--- Begin ---
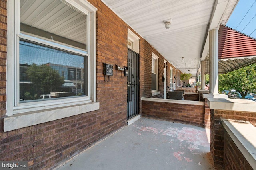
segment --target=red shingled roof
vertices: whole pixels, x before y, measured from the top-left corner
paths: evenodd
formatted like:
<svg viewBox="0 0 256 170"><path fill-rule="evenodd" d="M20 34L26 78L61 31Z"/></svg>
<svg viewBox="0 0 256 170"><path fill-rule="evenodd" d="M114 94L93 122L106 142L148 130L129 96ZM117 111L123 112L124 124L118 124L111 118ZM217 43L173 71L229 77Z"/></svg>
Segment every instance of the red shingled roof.
<svg viewBox="0 0 256 170"><path fill-rule="evenodd" d="M219 59L256 55L256 39L223 25L218 42Z"/></svg>

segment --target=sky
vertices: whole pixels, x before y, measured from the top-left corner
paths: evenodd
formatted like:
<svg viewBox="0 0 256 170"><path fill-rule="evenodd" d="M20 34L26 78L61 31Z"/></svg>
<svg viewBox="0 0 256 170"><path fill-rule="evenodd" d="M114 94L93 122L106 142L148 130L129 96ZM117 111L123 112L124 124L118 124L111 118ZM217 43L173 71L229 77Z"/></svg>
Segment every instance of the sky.
<svg viewBox="0 0 256 170"><path fill-rule="evenodd" d="M226 25L256 38L256 0L240 0Z"/></svg>

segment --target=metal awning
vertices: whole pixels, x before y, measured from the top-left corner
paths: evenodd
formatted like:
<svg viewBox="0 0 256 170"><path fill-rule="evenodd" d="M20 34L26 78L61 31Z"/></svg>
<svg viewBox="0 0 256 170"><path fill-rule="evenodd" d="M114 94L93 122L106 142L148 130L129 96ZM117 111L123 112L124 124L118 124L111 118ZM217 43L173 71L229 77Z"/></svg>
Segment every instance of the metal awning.
<svg viewBox="0 0 256 170"><path fill-rule="evenodd" d="M226 26L218 31L218 73L227 73L256 63L256 39ZM209 53L205 73L209 74Z"/></svg>

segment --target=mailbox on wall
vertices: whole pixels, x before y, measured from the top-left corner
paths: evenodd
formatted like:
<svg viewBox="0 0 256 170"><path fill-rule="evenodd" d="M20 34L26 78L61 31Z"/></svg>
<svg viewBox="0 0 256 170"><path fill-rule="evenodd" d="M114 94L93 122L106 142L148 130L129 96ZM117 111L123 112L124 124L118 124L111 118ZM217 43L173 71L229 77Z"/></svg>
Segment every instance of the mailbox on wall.
<svg viewBox="0 0 256 170"><path fill-rule="evenodd" d="M103 63L103 74L106 76L113 76L113 65Z"/></svg>

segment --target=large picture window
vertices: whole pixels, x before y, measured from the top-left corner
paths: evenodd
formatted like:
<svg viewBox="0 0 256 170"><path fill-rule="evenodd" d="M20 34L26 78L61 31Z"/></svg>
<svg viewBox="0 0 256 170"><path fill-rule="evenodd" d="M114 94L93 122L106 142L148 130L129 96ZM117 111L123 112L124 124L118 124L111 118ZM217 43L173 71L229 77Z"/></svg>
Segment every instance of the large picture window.
<svg viewBox="0 0 256 170"><path fill-rule="evenodd" d="M20 6L20 102L87 96L87 89L77 93L78 81L88 82L87 15L59 0Z"/></svg>
<svg viewBox="0 0 256 170"><path fill-rule="evenodd" d="M97 9L86 0L7 3L4 131L99 109Z"/></svg>

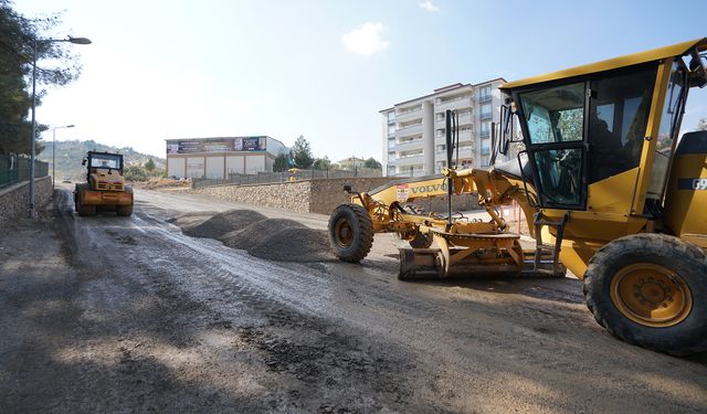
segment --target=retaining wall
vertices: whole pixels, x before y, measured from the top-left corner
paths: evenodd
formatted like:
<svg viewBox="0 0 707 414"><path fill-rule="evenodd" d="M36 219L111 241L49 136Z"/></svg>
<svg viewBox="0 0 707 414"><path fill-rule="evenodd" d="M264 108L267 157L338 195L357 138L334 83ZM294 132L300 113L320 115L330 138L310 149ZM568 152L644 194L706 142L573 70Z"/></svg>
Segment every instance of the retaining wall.
<svg viewBox="0 0 707 414"><path fill-rule="evenodd" d="M34 203L36 208L52 199L52 178L42 177L34 181ZM24 181L0 190L0 229L19 217L25 217L30 209L30 182Z"/></svg>
<svg viewBox="0 0 707 414"><path fill-rule="evenodd" d="M329 214L337 205L351 200L344 192L349 184L356 191L369 191L387 184L394 178L340 178L304 180L252 185L215 185L191 190L196 194L213 197L238 203L264 205L300 213Z"/></svg>
<svg viewBox="0 0 707 414"><path fill-rule="evenodd" d="M300 213L329 214L337 205L348 203L351 198L344 192L349 184L355 191L370 191L398 180L393 177L339 178L277 182L250 185L214 185L191 190L192 193L213 197L236 203L264 205ZM478 209L478 198L473 194L455 195L452 199L453 211ZM418 200L415 205L425 212L446 212L446 197Z"/></svg>

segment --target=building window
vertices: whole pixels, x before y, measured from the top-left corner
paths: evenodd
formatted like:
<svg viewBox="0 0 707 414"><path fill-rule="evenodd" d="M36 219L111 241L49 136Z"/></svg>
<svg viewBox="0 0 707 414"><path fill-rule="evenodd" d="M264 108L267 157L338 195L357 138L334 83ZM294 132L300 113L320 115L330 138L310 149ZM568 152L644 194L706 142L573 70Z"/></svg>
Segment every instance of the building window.
<svg viewBox="0 0 707 414"><path fill-rule="evenodd" d="M413 150L410 150L410 151L401 151L399 158L419 157L419 156L422 156L423 153L424 152L423 152L422 149L413 149Z"/></svg>
<svg viewBox="0 0 707 414"><path fill-rule="evenodd" d="M481 91L478 92L478 102L486 103L486 102L490 102L490 99L492 99L490 85L482 87Z"/></svg>
<svg viewBox="0 0 707 414"><path fill-rule="evenodd" d="M490 136L490 123L488 123L488 121L482 123L481 130L479 130L478 135L482 138L487 138L488 136Z"/></svg>

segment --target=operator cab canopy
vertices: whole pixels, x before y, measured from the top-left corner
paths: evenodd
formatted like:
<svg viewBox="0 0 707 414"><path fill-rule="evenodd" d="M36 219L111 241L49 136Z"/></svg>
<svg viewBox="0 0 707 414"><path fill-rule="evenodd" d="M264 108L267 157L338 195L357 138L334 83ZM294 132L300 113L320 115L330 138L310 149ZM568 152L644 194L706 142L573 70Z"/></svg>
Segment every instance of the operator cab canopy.
<svg viewBox="0 0 707 414"><path fill-rule="evenodd" d="M609 59L601 62L590 63L577 67L571 67L558 72L546 73L544 75L531 76L520 81L508 82L500 85L500 89L508 92L529 85L537 85L551 81L567 79L576 76L590 75L599 72L611 71L620 67L639 65L647 62L661 61L667 57L679 57L688 54L693 50L703 52L707 50L707 38L695 39L687 42L673 44L671 46L658 47L646 52L634 53L621 57Z"/></svg>
<svg viewBox="0 0 707 414"><path fill-rule="evenodd" d="M523 130L529 160L523 179L537 190L539 206L631 213L643 211L644 198L659 203L686 92L707 84L705 50L703 38L502 85ZM509 120L502 119L504 152ZM645 148L663 152L646 157ZM630 209L624 193L611 192L592 205L589 187L618 176L620 187L640 190L639 202Z"/></svg>

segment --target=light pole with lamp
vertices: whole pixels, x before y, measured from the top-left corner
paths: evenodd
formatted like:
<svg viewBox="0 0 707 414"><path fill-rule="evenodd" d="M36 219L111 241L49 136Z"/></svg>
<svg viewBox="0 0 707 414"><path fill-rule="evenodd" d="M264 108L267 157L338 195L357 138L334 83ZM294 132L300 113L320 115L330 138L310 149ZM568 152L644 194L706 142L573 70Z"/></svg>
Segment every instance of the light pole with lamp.
<svg viewBox="0 0 707 414"><path fill-rule="evenodd" d="M73 127L75 127L75 125L72 124L52 128L52 189L54 189L56 184L56 129Z"/></svg>
<svg viewBox="0 0 707 414"><path fill-rule="evenodd" d="M86 38L36 39L32 43L32 146L30 150L30 217L34 217L34 142L36 141L36 45L39 43L70 42L74 44L91 44Z"/></svg>

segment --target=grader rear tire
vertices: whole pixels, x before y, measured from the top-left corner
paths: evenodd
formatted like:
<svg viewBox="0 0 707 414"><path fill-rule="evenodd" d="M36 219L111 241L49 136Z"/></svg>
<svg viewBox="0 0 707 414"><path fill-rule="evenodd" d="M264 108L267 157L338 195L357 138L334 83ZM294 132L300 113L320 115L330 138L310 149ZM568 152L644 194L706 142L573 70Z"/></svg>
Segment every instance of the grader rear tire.
<svg viewBox="0 0 707 414"><path fill-rule="evenodd" d="M433 238L430 233L418 233L415 237L410 241L410 247L412 248L429 248L432 245Z"/></svg>
<svg viewBox="0 0 707 414"><path fill-rule="evenodd" d="M373 223L368 211L358 204L341 204L329 217L329 244L344 262L358 263L373 245Z"/></svg>
<svg viewBox="0 0 707 414"><path fill-rule="evenodd" d="M584 297L621 340L674 355L707 350L707 257L677 237L610 242L589 262Z"/></svg>

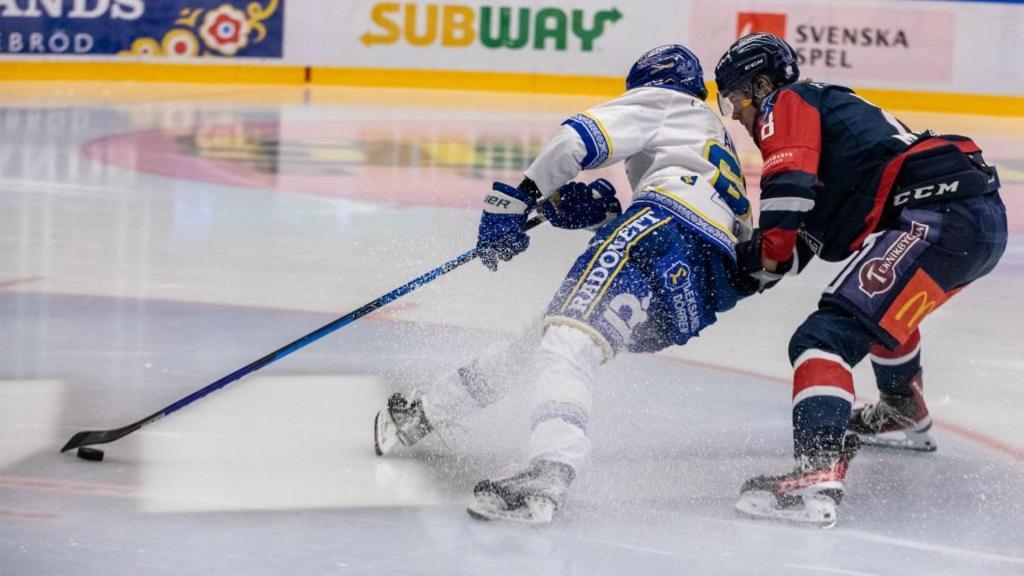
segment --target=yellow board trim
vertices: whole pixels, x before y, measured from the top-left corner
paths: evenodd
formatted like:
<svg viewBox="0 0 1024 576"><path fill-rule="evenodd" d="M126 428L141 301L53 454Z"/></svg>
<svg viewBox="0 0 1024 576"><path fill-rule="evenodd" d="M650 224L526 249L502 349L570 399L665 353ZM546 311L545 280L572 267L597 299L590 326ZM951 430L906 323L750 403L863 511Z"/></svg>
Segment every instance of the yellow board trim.
<svg viewBox="0 0 1024 576"><path fill-rule="evenodd" d="M230 61L230 60L228 60ZM486 90L541 94L618 95L622 77L466 72L374 68L266 66L247 64L177 64L97 60L0 59L0 81L140 81L211 84L318 84L379 88ZM715 86L708 84L708 101L715 100ZM857 89L857 93L888 110L1024 116L1024 96Z"/></svg>

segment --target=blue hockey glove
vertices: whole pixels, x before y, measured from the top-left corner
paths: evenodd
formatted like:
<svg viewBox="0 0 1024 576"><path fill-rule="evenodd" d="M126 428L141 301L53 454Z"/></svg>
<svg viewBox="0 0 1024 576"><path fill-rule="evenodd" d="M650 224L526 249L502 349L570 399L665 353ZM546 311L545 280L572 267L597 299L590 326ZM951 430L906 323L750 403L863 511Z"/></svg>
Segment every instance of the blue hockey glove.
<svg viewBox="0 0 1024 576"><path fill-rule="evenodd" d="M615 187L604 178L592 182L569 182L558 190L558 206L541 205L541 212L555 228L597 229L623 213Z"/></svg>
<svg viewBox="0 0 1024 576"><path fill-rule="evenodd" d="M476 237L476 253L483 265L498 270L498 260L511 260L529 247L524 231L526 215L537 200L526 191L495 182L483 199L483 214Z"/></svg>

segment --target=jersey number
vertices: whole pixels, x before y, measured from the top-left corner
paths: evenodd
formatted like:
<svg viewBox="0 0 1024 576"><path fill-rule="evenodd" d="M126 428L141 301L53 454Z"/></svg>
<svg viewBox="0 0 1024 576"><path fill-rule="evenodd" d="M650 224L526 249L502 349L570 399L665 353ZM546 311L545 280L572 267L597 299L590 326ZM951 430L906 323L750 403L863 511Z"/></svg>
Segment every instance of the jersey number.
<svg viewBox="0 0 1024 576"><path fill-rule="evenodd" d="M746 182L743 180L743 170L731 147L722 142L708 140L705 145L705 158L715 167L711 183L715 192L725 201L729 210L737 216L745 216L751 212L751 203L746 200Z"/></svg>

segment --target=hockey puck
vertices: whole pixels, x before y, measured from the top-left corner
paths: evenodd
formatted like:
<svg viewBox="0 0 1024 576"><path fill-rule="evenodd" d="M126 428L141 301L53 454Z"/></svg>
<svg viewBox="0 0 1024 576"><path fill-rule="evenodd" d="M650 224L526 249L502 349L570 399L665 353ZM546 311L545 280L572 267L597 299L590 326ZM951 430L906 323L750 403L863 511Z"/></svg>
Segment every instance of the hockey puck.
<svg viewBox="0 0 1024 576"><path fill-rule="evenodd" d="M103 451L98 448L83 446L78 449L78 457L83 460L99 462L103 459Z"/></svg>

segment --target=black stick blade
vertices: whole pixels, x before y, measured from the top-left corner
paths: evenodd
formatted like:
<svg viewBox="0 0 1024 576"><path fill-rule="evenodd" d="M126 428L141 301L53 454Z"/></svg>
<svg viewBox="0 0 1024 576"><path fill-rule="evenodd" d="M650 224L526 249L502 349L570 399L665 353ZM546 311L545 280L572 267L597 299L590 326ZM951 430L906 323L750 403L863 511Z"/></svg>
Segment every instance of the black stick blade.
<svg viewBox="0 0 1024 576"><path fill-rule="evenodd" d="M115 440L127 436L136 427L126 426L123 428L118 428L114 430L85 430L76 433L75 436L71 437L68 444L60 449L61 452L67 452L69 450L74 450L81 446L89 446L92 444L106 444L108 442L114 442Z"/></svg>

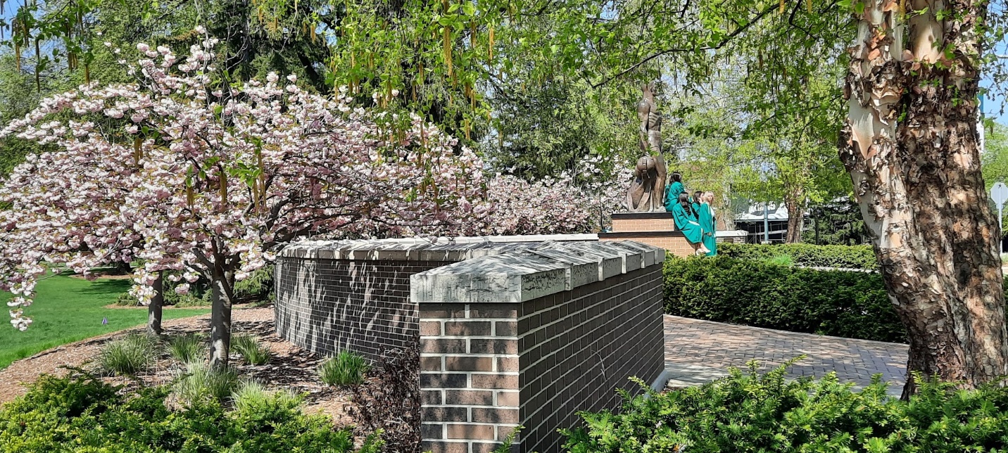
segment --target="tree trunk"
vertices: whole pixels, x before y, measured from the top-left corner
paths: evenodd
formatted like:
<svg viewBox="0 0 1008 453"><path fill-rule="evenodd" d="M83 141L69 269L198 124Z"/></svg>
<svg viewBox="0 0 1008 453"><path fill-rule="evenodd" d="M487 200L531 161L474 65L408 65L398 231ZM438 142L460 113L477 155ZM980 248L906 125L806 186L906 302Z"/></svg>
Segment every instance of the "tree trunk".
<svg viewBox="0 0 1008 453"><path fill-rule="evenodd" d="M926 12L907 23L894 0L866 3L840 157L909 333L908 370L975 388L1008 374L998 222L977 146L986 3L961 0L938 20L946 3L912 0L907 10ZM915 392L908 375L903 397Z"/></svg>
<svg viewBox="0 0 1008 453"><path fill-rule="evenodd" d="M154 280L154 297L150 299L147 306L147 333L150 335L161 334L161 307L164 306L164 285L161 280L162 274L157 273L157 280Z"/></svg>
<svg viewBox="0 0 1008 453"><path fill-rule="evenodd" d="M210 365L228 365L231 352L231 303L234 294L228 272L217 269L211 279Z"/></svg>
<svg viewBox="0 0 1008 453"><path fill-rule="evenodd" d="M784 206L787 208L787 235L784 242L787 244L800 243L801 223L805 215L804 206L794 199L785 199Z"/></svg>

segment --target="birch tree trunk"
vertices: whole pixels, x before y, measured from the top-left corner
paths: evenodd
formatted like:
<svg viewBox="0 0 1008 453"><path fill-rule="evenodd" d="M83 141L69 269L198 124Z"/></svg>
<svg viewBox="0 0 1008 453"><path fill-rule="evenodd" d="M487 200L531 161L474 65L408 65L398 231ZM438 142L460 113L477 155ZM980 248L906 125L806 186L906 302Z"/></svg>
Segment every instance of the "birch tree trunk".
<svg viewBox="0 0 1008 453"><path fill-rule="evenodd" d="M998 222L976 129L986 2L905 0L906 16L895 0L865 3L840 157L909 331L908 370L975 388L1008 374Z"/></svg>
<svg viewBox="0 0 1008 453"><path fill-rule="evenodd" d="M228 365L231 353L231 304L234 300L231 273L218 267L211 279L210 365Z"/></svg>
<svg viewBox="0 0 1008 453"><path fill-rule="evenodd" d="M157 273L157 280L154 280L152 286L154 297L150 299L150 305L147 305L147 334L160 335L162 331L161 307L164 306L164 285L160 272Z"/></svg>

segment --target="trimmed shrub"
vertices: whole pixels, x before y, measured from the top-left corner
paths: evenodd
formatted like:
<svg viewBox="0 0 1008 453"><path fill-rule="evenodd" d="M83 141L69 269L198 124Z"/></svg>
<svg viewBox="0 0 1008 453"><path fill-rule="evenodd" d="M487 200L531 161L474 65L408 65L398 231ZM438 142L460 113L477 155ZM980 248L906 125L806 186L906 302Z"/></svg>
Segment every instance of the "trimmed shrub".
<svg viewBox="0 0 1008 453"><path fill-rule="evenodd" d="M157 342L142 333L131 333L102 346L98 364L106 372L134 375L145 371L157 355Z"/></svg>
<svg viewBox="0 0 1008 453"><path fill-rule="evenodd" d="M784 366L664 394L618 412L582 413L585 428L564 430L573 453L610 452L965 452L1008 448L1008 390L953 392L924 383L908 402L876 381L860 392L839 384L784 379ZM917 376L919 378L919 376Z"/></svg>
<svg viewBox="0 0 1008 453"><path fill-rule="evenodd" d="M665 261L665 313L792 332L905 341L877 273L727 257Z"/></svg>
<svg viewBox="0 0 1008 453"><path fill-rule="evenodd" d="M368 360L363 355L342 350L319 365L319 379L328 386L358 386L368 372Z"/></svg>
<svg viewBox="0 0 1008 453"><path fill-rule="evenodd" d="M273 357L273 351L262 344L258 338L238 334L231 337L231 349L238 352L245 358L245 361L252 364L266 364Z"/></svg>
<svg viewBox="0 0 1008 453"><path fill-rule="evenodd" d="M781 255L791 257L795 266L878 270L872 246L815 246L812 244L718 244L718 255L744 260L766 261Z"/></svg>
<svg viewBox="0 0 1008 453"><path fill-rule="evenodd" d="M192 361L185 363L185 372L178 376L172 390L179 400L190 405L206 401L223 403L238 384L238 370L233 366L214 368L203 361Z"/></svg>
<svg viewBox="0 0 1008 453"><path fill-rule="evenodd" d="M118 390L82 373L42 378L0 408L0 452L377 453L382 446L372 434L355 450L351 428L302 414L279 394L241 409L208 400L173 412L165 387Z"/></svg>
<svg viewBox="0 0 1008 453"><path fill-rule="evenodd" d="M168 352L183 363L200 360L207 354L207 338L199 333L171 337Z"/></svg>

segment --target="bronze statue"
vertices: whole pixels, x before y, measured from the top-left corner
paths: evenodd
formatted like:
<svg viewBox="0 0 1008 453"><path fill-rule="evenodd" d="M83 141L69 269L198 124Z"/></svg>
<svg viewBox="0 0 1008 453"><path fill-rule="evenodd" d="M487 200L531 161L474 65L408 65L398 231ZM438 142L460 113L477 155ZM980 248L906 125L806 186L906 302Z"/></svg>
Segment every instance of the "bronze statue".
--- End ---
SET PROBLEM
Render the stretch above, from the line containing "segment --target=mailbox on wall" through the line containing "63L103 74L106 76L113", as a Markdown table with the columns Row and Line. Give one row per line and skip any blank lines.

SOLUTION TO THE PROBLEM
| Row | Line |
|---|---|
| 1 | segment --target=mailbox on wall |
| 2 | vertices: whole pixels, x before y, measured from the top-left corner |
| 3 | paths: evenodd |
| 4 | formatted like: |
| 5 | <svg viewBox="0 0 256 170"><path fill-rule="evenodd" d="M20 34L26 78L61 31Z"/></svg> |
| 6 | <svg viewBox="0 0 256 170"><path fill-rule="evenodd" d="M114 94L93 122L106 142L148 130L129 96ZM117 111L123 112L124 124L118 124L111 118ZM217 43L173 71L229 77Z"/></svg> |
| 7 | Segment every instance of the mailbox on wall. |
| 8 | <svg viewBox="0 0 256 170"><path fill-rule="evenodd" d="M103 63L103 74L106 76L113 76L113 65Z"/></svg> |